— begin DATA FOR THIS EXERCISE —

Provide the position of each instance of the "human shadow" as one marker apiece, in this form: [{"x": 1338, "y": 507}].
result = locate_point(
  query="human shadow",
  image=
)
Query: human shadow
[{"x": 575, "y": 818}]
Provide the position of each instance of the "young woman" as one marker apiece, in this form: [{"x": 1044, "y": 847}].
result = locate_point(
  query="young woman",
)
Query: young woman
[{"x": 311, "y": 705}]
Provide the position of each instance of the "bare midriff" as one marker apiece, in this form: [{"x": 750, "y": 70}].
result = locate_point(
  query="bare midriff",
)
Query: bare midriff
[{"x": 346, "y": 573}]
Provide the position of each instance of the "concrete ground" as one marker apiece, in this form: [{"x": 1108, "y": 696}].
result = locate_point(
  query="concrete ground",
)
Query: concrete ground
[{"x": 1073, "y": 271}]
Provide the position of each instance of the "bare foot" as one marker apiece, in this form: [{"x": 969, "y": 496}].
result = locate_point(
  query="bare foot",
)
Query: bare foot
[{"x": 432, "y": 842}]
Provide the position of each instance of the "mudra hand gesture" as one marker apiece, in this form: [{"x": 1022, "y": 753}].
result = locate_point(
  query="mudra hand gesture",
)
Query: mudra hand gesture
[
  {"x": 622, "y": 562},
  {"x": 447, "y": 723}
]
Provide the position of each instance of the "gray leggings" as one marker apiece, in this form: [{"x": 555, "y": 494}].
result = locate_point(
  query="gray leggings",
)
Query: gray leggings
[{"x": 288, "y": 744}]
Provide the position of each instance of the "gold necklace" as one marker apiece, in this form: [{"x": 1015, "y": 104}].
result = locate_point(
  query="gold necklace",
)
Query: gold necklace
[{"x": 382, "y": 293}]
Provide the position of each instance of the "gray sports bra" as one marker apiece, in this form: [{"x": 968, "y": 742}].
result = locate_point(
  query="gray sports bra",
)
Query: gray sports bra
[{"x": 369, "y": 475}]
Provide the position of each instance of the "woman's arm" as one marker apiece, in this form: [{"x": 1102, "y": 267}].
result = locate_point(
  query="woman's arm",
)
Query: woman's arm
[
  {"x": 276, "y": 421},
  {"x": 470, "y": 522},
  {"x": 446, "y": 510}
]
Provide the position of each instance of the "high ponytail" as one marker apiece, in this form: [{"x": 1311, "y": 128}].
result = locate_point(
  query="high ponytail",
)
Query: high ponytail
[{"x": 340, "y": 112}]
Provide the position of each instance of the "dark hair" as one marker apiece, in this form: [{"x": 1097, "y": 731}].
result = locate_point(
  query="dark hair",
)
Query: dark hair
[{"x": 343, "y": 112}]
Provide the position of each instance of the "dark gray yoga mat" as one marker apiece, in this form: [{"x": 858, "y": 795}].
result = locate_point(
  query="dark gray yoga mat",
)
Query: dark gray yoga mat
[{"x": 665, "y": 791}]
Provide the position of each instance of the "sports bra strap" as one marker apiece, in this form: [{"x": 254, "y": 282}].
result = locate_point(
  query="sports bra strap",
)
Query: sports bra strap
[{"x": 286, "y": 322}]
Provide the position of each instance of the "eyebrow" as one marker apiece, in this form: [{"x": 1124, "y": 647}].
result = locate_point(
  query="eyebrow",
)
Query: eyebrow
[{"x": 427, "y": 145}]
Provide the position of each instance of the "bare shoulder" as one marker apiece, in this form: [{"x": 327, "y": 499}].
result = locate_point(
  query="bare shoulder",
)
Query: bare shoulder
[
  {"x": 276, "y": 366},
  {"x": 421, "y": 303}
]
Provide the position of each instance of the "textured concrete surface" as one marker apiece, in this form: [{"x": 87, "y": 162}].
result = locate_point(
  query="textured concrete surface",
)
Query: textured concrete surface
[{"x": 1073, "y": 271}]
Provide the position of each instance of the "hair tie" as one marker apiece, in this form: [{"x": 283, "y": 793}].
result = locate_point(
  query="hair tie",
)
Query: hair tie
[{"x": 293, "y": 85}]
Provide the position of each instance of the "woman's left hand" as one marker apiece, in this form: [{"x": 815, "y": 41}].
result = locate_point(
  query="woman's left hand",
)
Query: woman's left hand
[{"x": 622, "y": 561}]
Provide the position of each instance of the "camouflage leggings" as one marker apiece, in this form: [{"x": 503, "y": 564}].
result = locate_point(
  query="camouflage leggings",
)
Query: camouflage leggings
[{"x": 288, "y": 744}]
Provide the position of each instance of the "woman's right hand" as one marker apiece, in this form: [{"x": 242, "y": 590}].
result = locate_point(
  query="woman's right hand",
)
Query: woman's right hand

— end DATA FOR THIS EXERCISE —

:: TASK TO COMPLETE ::
Give an exact copy of all the data shown above.

:: RESPONSE ::
Provide the position of each instance of the "human shadow" as one marker apiece, in this form: [{"x": 1338, "y": 507}].
result = locate_point(
  query="human shadow",
  image=
)
Query: human shadow
[{"x": 575, "y": 818}]
Provide the position of each instance of the "young woman" as one marker apiece, in this form: [{"x": 1044, "y": 847}].
result = locate_point(
  query="young woman",
)
Query: young woman
[{"x": 311, "y": 705}]
Provide the position of each instance of the "bare midriff" as one marker apiece, in this form: [{"x": 750, "y": 70}].
result = locate_point(
  query="bare midriff",
)
Query: bare midriff
[{"x": 346, "y": 573}]
Provide the position of each instance of the "concrete ground" as one marker apiece, in this form: [{"x": 1108, "y": 696}].
result = locate_point(
  query="concrete ground",
)
Query: concrete ground
[{"x": 1073, "y": 271}]
Provide the position of each instance of the "bare foot" as one marker apiece, in this form: [{"x": 969, "y": 496}].
result = locate_point(
  query="bare foot",
)
Query: bare foot
[{"x": 432, "y": 842}]
Provide the position of each instance of the "mudra hand gesture" as one marker apiece, in this form: [{"x": 1022, "y": 753}].
result = locate_point(
  query="mudra hand gesture",
)
Query: mudra hand gesture
[
  {"x": 622, "y": 562},
  {"x": 447, "y": 723}
]
Provide the position of each instance of the "gray leggings" as one marker apiece, in this form: [{"x": 555, "y": 494}].
result = locate_point(
  query="gray leggings",
)
Query: gray leggings
[{"x": 288, "y": 744}]
Provide the position of each instance of the "gold necklace" as one marker apiece, in this form: [{"x": 1015, "y": 104}].
result = locate_point(
  query="gold necklace",
)
Query: gold necklace
[{"x": 382, "y": 293}]
Provide the position of each instance of the "gray sports bra" as one marker apiece, in this form: [{"x": 968, "y": 742}].
result = locate_point(
  query="gray sports bra",
)
Query: gray sports bra
[{"x": 369, "y": 475}]
Provide the position of each instance of the "woman's arm" as one marker apiece, in this form: [{"x": 1102, "y": 267}].
result = locate_point(
  query="woman's arm",
)
Query: woman's arm
[
  {"x": 276, "y": 421},
  {"x": 470, "y": 522},
  {"x": 446, "y": 510}
]
Provide the position of each instance of the "high ponytail" as one marker apiece, in this form: [{"x": 1311, "y": 128}].
result = locate_point(
  query="high ponytail",
)
Query: high ponytail
[{"x": 340, "y": 112}]
Provide the position of each instance of the "dark hair" as one marker apiece, in this form: [{"x": 1097, "y": 731}].
result = locate_point(
  query="dark hair",
)
Query: dark hair
[{"x": 343, "y": 112}]
Provide the position of each instance of the "dark gray yoga mat" as one marker apiece, in this form: [{"x": 858, "y": 795}].
result = locate_point(
  query="dark gray yoga mat",
)
Query: dark gray yoga mat
[{"x": 665, "y": 791}]
Provide the position of each instance of the "sports bra strap" as one marker apiece, in this form: [{"x": 254, "y": 282}].
result = locate_point(
  query="sports bra strap",
)
Query: sports bra strap
[{"x": 286, "y": 322}]
Provide the position of each instance of the "eyebrow" as one marker apiece, in this form: [{"x": 1124, "y": 647}].
result = locate_point(
  query="eyebrow",
)
Query: eyebrow
[{"x": 427, "y": 145}]
Provide the position of each instance of the "bare shoulder" as one marker apiece, in this form: [{"x": 327, "y": 499}].
result = locate_point(
  query="bare shoulder",
)
Query: bare shoulder
[
  {"x": 276, "y": 366},
  {"x": 421, "y": 303}
]
Provide the position of each instance of the "textured concrete surface" as one marker apiece, in this form: [{"x": 87, "y": 162}].
result = locate_point(
  query="textured concrete surface",
)
Query: textured concrete surface
[{"x": 1073, "y": 271}]
Provide the position of each instance of the "hair tie" as one marker apiece, in this form: [{"x": 283, "y": 793}].
result = locate_point(
  query="hair tie",
)
Query: hair tie
[{"x": 293, "y": 85}]
Provide the position of each instance of the "woman's left hand" as one marker apiece, in this form: [{"x": 815, "y": 41}].
result = locate_point(
  query="woman's left hand",
)
Query: woman's left hand
[{"x": 622, "y": 561}]
Provide the position of each instance of the "camouflage leggings" as one marker apiece, in this form: [{"x": 503, "y": 564}].
result = locate_point(
  query="camouflage leggings",
)
Query: camouflage leggings
[{"x": 288, "y": 744}]
Provide the position of each instance of the "woman's right hand" as one marker apiece, in this form: [{"x": 242, "y": 590}].
result = locate_point(
  query="woman's right hand",
)
Query: woman's right hand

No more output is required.